READING TEXT:
--

This is the official PyTorch implementation of "3D-aware Conditional Image Synthesis". Pix2pix3D synthesizes 3D objects (neural fields) given a 2D label map, such as a segmentation or edge map. We also provide an interactive 3D editing demo.
3D-aware Conditional Image Synthesis
CVPR 2023
Kangle Deng, Gengshan Yang, Deva Ramanan, Jun-Yan Zhu
Carnegie Mellon University
We propose pix2pix3D, a 3D-aware conditional generative model for controllable photorealistic image synthesis. Given a 2D label map, such as a segmentation or edge map, our model learns to synthesize a corresponding image from different viewpoints. To enable explicit 3D user control, we extend conditional generative models with neural radiance fields. Given widely-available monocular images and label map pairs, our model learns to assign a label to every 3D point in addition to color and density, which enables it to render the image and pixel-aligned label map simultaneously. Finally, we build an interactive system that allows users to edit the label map from any viewpoint and generate outputs accordingly.

--

SHORT TASK 1: Return, word for word, the part of the pix2pix3D description that opens with the words containing "This is the" and closes with "3D editing demo.".
The pix2pix3D description and the records are unrelated.

THE RECORDS:
--

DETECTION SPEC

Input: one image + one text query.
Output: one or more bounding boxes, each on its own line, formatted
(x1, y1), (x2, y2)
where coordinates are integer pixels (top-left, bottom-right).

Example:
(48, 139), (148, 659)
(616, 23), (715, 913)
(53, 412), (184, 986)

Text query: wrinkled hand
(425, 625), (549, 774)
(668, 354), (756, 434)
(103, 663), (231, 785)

--

SHORT TASK 2: Resize the bounding-box coordinates in the answers of all the records by a factor of 0.95, rounding each to a whole number with halves going up. Reproduce every line of the records, requests included, and leave all other numbers unchanged.

CORRECT RESPONSE 1:
This is the official PyTorch implementation of "3D-aware Conditional Image Synthesis". Pix2pix3D synthesizes 3D objects (neural fields) given a 2D label map, such as a segmentation or edge map. We also provide an interactive 3D editing demo.

CORRECT RESPONSE 2:
DETECTION SPEC

Input: one image + one text query.
Output: one or more bounding boxes, each on its own line, formatted
(x1, y1), (x2, y2)
where coordinates are integer pixels (top-left, bottom-right).

Example:
(48, 139), (148, 659)
(616, 23), (715, 913)
(53, 412), (184, 986)

Text query: wrinkled hand
(404, 594), (522, 735)
(635, 336), (718, 412)
(98, 630), (219, 746)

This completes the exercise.